**CHALLENGE:** Copy the rows again, with their requests, from the very first row through the line containing "point(69, 126)", and stop there. In the copied points, increase every x and y coordinate by 110, and leave out the pictures.

**STORED DATA:**
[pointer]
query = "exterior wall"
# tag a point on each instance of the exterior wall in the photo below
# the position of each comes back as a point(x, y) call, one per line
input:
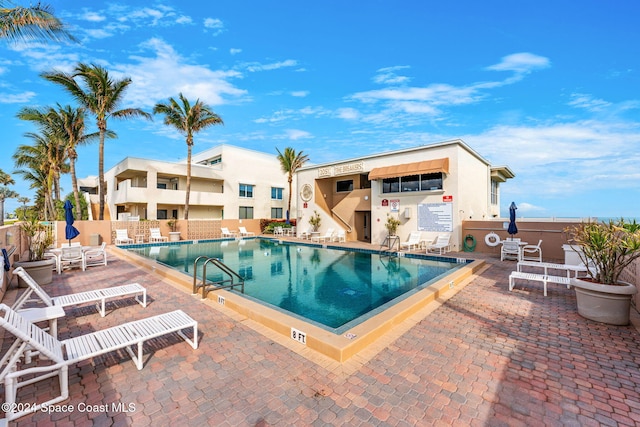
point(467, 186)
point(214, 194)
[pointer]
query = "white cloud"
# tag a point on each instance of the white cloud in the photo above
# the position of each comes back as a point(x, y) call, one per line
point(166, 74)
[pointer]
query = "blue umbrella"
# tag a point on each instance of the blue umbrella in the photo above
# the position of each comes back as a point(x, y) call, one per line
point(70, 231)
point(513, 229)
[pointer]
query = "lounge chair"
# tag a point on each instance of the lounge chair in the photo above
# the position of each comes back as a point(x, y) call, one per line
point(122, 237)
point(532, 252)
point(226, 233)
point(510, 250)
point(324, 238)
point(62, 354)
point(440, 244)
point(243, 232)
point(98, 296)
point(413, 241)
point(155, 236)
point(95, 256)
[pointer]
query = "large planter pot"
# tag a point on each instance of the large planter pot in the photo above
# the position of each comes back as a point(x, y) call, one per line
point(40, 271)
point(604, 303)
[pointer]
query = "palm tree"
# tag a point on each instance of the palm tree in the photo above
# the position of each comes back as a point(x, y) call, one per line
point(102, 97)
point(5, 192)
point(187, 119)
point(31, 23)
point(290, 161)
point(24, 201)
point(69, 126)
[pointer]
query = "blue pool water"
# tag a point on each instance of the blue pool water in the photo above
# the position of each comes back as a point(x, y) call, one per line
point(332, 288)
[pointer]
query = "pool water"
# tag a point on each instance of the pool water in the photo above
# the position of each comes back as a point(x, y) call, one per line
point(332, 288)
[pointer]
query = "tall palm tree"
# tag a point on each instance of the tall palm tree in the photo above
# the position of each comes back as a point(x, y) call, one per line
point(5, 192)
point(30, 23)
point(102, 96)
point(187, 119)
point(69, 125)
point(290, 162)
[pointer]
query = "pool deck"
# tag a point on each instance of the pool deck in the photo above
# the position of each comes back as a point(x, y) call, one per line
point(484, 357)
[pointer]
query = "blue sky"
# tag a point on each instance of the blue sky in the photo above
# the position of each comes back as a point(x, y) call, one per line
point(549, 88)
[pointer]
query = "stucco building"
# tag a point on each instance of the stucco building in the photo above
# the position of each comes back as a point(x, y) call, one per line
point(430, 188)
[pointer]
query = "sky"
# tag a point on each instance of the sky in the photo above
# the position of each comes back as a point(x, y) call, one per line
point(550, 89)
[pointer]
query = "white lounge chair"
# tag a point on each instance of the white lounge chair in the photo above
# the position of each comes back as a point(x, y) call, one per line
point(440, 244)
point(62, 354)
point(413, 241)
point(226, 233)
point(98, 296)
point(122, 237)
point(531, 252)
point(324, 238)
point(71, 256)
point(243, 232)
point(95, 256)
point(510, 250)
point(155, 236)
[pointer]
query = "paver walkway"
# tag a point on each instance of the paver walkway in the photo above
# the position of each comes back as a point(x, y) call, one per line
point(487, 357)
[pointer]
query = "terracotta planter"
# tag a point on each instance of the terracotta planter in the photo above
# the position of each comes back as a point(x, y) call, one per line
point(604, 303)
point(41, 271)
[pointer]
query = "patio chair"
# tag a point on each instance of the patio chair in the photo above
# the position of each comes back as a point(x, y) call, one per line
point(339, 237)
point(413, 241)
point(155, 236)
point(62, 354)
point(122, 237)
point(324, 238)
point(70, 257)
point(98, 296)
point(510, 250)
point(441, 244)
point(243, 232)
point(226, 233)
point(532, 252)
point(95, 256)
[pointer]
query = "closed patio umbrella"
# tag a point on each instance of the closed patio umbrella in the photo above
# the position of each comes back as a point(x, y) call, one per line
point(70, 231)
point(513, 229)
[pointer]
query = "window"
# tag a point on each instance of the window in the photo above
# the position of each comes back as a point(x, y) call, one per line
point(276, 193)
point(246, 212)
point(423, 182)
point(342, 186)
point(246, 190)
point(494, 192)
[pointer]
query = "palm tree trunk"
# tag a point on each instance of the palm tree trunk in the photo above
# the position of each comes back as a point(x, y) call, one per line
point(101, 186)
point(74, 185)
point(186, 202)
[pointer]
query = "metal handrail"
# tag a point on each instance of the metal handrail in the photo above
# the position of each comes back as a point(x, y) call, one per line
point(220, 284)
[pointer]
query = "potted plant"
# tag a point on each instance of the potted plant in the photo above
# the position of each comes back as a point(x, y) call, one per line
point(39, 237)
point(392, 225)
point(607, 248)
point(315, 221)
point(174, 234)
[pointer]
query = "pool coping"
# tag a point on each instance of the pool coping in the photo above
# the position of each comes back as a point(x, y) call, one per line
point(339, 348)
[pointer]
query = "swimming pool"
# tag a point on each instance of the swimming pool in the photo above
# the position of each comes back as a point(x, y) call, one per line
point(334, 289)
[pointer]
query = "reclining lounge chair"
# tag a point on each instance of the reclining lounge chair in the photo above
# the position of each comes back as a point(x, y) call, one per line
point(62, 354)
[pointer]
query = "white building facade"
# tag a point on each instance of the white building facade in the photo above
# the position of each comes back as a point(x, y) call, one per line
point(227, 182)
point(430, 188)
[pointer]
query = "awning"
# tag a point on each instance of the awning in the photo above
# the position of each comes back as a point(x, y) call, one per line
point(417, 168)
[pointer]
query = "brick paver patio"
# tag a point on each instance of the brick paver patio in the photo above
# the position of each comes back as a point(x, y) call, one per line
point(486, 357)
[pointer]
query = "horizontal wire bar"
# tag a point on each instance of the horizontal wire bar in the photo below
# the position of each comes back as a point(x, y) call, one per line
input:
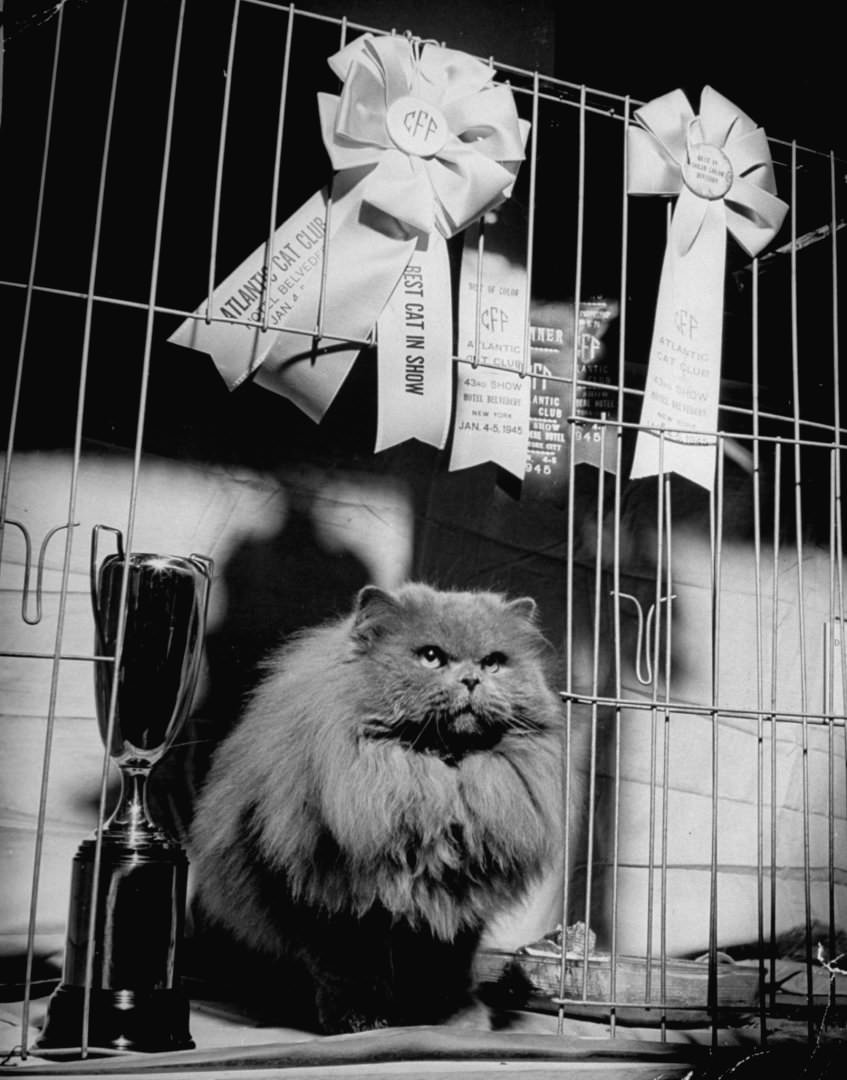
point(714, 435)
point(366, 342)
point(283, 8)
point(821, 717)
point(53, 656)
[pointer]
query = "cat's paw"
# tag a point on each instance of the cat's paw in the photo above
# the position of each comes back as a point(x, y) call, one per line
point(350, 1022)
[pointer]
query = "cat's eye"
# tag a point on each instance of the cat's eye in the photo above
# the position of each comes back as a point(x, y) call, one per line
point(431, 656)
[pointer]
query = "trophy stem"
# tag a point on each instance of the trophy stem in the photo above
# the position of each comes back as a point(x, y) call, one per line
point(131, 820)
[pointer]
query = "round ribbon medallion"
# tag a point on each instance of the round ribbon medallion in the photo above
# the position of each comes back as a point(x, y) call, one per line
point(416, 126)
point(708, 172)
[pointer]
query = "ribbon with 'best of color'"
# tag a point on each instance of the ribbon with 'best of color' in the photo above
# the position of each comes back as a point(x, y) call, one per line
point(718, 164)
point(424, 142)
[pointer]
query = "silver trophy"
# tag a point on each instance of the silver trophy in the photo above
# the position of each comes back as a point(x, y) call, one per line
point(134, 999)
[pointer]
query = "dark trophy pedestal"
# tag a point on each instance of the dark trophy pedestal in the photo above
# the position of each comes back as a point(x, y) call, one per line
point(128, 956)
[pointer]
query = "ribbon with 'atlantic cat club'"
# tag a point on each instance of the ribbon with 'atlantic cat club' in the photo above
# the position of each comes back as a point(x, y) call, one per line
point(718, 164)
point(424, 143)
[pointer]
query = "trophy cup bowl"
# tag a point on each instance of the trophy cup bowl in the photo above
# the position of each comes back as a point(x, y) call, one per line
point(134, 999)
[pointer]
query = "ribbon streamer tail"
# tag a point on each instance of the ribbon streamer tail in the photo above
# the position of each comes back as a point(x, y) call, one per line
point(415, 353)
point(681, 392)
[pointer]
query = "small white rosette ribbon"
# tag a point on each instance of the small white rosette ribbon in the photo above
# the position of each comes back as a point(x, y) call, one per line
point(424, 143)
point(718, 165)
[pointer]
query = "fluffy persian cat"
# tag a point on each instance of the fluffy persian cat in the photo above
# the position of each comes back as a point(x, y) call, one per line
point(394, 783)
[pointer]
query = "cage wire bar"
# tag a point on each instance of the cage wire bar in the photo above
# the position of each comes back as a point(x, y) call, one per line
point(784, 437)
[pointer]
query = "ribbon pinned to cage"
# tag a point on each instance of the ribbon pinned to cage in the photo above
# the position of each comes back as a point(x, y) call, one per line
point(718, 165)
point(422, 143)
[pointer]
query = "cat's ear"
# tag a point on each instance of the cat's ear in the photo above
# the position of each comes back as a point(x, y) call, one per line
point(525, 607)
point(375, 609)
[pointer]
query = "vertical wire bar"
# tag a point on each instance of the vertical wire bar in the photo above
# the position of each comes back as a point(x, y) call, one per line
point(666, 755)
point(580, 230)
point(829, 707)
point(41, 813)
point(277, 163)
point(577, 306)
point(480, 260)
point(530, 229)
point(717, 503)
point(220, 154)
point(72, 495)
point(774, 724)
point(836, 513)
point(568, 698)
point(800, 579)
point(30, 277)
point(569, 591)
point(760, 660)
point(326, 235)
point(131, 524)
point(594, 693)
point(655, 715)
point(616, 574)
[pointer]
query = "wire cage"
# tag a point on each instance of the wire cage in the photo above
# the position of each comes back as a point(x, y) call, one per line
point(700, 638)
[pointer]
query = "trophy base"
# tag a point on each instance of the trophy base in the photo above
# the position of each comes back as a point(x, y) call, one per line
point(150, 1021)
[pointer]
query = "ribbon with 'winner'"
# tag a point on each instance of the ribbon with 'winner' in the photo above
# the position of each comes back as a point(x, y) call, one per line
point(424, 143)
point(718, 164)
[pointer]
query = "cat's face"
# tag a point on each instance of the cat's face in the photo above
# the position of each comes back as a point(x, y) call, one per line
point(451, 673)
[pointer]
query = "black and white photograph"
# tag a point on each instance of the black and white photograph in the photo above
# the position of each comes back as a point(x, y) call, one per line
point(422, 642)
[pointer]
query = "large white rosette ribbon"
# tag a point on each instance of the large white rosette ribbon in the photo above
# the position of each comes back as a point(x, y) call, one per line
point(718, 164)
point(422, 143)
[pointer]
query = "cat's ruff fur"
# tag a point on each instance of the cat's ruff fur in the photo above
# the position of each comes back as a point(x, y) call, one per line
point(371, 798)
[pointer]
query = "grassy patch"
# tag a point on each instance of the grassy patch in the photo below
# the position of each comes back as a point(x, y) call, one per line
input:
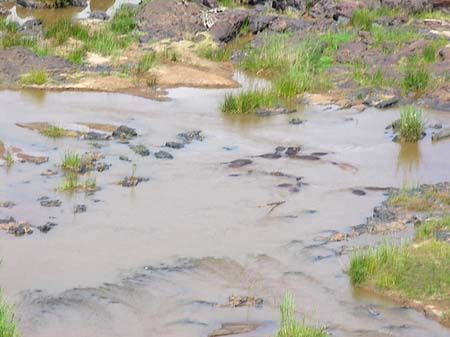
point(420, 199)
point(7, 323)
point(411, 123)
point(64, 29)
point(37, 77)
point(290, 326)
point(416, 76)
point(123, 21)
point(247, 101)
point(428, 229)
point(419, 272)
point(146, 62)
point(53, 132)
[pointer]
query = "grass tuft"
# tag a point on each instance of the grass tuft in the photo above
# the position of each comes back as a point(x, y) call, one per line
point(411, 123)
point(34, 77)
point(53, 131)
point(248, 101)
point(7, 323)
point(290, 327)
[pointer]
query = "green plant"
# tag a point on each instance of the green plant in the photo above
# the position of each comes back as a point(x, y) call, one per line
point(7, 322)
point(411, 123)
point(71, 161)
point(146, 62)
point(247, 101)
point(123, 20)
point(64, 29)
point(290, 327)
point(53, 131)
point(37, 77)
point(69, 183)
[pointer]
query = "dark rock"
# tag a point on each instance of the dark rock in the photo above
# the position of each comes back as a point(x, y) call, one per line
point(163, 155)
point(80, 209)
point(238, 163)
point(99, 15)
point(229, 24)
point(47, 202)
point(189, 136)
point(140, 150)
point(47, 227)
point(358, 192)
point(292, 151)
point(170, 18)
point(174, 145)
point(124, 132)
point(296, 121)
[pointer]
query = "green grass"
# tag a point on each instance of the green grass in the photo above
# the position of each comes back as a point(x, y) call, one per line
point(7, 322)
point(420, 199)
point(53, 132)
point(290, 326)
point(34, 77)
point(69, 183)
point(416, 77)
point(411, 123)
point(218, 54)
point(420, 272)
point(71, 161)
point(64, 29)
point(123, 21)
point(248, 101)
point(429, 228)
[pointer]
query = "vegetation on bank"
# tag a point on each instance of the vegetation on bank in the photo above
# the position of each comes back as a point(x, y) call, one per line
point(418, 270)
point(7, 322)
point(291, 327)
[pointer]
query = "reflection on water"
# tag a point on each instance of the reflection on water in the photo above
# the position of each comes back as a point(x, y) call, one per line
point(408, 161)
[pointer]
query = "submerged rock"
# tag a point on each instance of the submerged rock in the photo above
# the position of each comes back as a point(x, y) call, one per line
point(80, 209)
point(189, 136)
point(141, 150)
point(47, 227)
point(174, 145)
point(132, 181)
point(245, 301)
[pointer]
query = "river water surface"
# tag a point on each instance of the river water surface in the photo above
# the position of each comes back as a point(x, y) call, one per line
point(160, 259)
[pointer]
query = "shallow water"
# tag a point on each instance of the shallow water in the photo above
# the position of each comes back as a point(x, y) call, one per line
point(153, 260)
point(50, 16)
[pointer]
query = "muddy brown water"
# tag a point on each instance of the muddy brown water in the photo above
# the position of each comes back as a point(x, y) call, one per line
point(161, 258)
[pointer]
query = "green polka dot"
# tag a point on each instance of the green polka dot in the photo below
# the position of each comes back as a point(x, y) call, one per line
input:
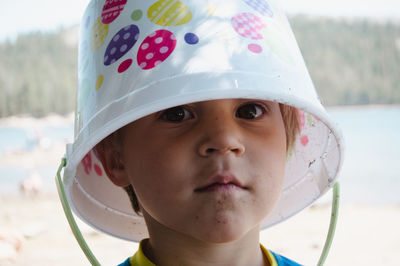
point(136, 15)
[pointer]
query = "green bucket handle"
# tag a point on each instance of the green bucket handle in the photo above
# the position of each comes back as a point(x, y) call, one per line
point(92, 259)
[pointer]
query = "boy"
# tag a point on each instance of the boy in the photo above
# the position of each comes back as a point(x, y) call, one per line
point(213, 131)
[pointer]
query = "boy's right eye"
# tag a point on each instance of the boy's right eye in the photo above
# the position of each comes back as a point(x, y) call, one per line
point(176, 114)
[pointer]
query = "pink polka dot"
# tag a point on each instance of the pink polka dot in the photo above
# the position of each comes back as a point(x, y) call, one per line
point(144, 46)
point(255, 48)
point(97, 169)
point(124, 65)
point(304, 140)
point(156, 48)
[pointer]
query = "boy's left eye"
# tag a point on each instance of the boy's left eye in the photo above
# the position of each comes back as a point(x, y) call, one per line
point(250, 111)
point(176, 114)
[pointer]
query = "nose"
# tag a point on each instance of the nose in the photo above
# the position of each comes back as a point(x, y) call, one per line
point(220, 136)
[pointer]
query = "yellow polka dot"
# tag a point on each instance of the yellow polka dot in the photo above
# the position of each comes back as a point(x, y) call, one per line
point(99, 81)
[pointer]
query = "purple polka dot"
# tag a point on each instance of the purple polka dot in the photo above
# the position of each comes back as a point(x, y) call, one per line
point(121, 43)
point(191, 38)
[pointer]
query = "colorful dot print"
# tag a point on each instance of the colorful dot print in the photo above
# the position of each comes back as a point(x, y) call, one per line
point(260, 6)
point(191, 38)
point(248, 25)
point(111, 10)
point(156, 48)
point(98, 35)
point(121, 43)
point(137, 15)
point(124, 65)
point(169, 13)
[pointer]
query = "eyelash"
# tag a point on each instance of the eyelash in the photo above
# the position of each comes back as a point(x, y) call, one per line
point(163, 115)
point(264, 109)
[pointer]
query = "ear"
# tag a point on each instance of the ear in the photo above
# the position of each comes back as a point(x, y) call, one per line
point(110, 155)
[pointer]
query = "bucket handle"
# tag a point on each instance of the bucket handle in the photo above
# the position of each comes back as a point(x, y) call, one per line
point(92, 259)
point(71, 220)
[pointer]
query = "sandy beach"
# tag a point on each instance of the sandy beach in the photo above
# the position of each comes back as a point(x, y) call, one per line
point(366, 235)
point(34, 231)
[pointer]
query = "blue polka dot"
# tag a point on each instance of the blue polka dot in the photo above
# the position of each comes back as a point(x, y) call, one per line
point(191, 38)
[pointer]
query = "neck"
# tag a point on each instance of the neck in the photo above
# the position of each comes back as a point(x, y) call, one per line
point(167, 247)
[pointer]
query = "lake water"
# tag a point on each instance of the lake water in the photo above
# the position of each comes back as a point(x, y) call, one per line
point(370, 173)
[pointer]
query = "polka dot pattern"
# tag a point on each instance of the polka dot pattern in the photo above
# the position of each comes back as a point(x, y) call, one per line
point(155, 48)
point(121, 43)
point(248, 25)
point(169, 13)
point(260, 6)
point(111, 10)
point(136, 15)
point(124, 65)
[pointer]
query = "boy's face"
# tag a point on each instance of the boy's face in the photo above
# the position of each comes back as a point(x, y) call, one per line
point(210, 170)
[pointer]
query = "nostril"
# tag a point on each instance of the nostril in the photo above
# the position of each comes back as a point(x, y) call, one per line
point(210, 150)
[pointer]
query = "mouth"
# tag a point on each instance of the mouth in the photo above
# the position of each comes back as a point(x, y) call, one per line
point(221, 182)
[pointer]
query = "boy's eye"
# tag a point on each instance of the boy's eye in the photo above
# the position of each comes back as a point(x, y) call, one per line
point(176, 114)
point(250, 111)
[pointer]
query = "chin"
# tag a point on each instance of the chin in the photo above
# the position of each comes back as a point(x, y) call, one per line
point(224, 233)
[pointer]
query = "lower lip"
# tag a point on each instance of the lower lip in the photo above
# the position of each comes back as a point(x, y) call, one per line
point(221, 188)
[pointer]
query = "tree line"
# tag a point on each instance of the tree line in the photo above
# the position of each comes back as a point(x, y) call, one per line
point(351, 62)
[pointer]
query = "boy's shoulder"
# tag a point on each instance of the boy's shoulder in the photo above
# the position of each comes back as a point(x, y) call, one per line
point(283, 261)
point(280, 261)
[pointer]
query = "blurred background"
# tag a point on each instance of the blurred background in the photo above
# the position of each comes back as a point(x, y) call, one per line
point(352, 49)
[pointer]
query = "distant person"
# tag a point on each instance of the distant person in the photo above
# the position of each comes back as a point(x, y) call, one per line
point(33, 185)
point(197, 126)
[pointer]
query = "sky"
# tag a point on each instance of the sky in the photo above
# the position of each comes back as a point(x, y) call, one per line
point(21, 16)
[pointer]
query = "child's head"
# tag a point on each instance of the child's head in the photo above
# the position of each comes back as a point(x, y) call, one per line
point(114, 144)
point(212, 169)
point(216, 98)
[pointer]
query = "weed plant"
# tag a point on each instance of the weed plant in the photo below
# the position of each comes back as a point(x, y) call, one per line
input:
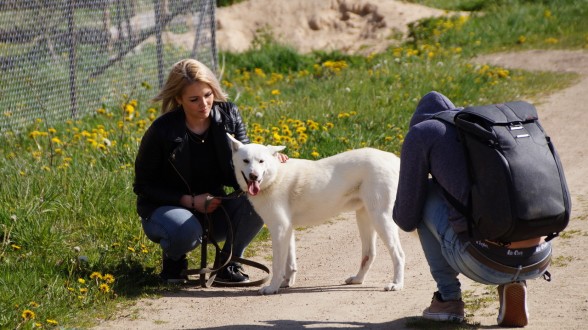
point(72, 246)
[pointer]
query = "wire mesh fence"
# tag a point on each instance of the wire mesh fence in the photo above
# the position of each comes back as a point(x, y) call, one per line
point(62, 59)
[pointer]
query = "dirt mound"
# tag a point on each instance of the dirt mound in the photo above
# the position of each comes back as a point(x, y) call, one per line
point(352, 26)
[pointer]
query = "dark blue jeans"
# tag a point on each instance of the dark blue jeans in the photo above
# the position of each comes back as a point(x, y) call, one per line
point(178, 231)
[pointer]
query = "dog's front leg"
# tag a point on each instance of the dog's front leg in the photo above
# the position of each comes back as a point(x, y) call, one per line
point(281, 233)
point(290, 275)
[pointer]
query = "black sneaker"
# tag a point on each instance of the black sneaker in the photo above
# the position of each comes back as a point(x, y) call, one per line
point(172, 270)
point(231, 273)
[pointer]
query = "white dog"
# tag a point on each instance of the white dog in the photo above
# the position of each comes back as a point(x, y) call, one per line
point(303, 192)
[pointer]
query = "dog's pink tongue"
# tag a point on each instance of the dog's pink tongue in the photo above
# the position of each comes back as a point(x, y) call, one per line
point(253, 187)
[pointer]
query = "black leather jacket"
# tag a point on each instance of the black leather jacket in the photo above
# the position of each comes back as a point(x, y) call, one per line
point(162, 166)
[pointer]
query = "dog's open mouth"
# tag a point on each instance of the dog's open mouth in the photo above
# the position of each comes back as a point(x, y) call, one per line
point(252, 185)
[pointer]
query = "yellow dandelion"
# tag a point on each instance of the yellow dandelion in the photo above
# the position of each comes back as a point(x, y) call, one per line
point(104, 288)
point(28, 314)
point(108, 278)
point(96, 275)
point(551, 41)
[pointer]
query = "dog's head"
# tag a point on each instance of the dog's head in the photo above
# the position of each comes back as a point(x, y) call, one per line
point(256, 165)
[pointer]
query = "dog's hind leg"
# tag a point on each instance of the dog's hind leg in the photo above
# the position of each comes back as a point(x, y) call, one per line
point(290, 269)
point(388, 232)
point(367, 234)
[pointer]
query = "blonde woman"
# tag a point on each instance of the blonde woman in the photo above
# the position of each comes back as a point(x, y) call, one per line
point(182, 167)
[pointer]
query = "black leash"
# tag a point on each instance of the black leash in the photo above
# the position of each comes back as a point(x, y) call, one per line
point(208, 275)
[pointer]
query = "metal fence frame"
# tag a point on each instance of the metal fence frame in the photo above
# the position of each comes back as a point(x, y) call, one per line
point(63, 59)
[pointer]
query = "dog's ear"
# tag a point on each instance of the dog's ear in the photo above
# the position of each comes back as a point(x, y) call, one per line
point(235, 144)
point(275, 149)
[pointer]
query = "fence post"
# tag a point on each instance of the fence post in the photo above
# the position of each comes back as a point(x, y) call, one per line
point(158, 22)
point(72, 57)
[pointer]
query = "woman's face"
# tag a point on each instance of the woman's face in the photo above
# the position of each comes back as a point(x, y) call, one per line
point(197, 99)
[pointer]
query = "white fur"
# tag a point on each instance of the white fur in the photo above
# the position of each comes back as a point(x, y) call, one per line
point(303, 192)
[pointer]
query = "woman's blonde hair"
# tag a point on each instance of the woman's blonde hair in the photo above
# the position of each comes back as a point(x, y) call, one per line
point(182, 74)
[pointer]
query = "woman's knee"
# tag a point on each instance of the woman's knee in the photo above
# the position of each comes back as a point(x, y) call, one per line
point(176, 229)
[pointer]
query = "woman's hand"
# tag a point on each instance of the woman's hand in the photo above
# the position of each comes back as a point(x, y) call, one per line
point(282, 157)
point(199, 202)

**ANSWER TO THE EXERCISE:**
[pointer]
query = "exterior wall"
# tag a point on each instance of the exterior wall in the photo below
# the position of each comes back as a point(x, y) call, one per line
input:
point(577, 296)
point(324, 304)
[pointer]
query = "white cloud"
# tag a point on each instance of the white cloud in the photo above
# the position of each comes back as a point(x, y) call, one per line
point(276, 184)
[pointer]
query = "blue umbrella"
# tag a point on each instance of the blue umbrella in the photo above
# the position of each comes back as a point(x, y) call, one per line
point(180, 341)
point(623, 339)
[pointer]
query = "lounge chair"
# tag a point on each instance of the lounge chair in the photo above
# the position of each comes back as a point(x, y) call, one per line
point(232, 347)
point(642, 362)
point(336, 343)
point(620, 360)
point(434, 348)
point(172, 464)
point(550, 354)
point(353, 342)
point(208, 406)
point(523, 351)
point(265, 346)
point(205, 366)
[pointer]
query = "large planter pot"
# tag a point on each instance of the large planter pot in the photo above
# the position of each comes back as a point(x, y) call, one per line
point(150, 381)
point(714, 413)
[pointer]
query = "palm tree"
# tag a point on each instance of the palm tree in the photo above
# the position of each comes back as a point(x, y) call, one per line
point(212, 207)
point(115, 302)
point(297, 229)
point(141, 133)
point(400, 271)
point(134, 311)
point(179, 236)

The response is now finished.